GOAL: Update the records below by swapping every "integer pixel coords" for "whole-number pixel coordinates" and leaving all else as it is. Omit the pictures from your version.

ENTRIES:
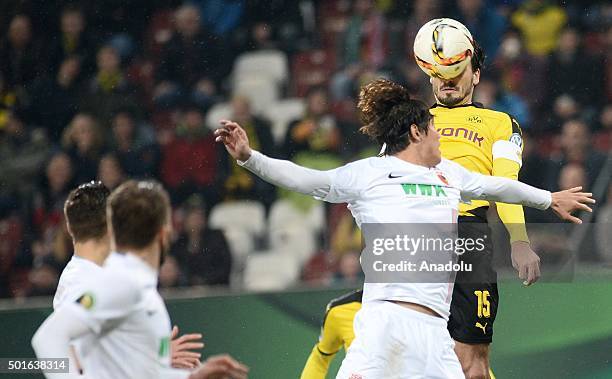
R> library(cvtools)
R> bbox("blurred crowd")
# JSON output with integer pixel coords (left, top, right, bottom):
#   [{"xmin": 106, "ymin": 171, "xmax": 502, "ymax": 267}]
[{"xmin": 0, "ymin": 0, "xmax": 612, "ymax": 297}]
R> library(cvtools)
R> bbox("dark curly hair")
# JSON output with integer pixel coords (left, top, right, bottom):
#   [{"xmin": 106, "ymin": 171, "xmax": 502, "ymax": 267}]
[{"xmin": 357, "ymin": 79, "xmax": 431, "ymax": 155}]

TASK RESULT:
R> library(cvtools)
R> bbox("blurred crowd")
# JSON output with whole-number pixel coordinates (left, top, right, bottom):
#   [{"xmin": 106, "ymin": 171, "xmax": 502, "ymax": 267}]
[{"xmin": 0, "ymin": 0, "xmax": 612, "ymax": 297}]
R> library(cvtools)
R> bbox("dark curly hair")
# JSON output with whole-number pixel coordinates (left, top, right, bottom):
#   [{"xmin": 106, "ymin": 171, "xmax": 502, "ymax": 267}]
[{"xmin": 357, "ymin": 79, "xmax": 431, "ymax": 155}]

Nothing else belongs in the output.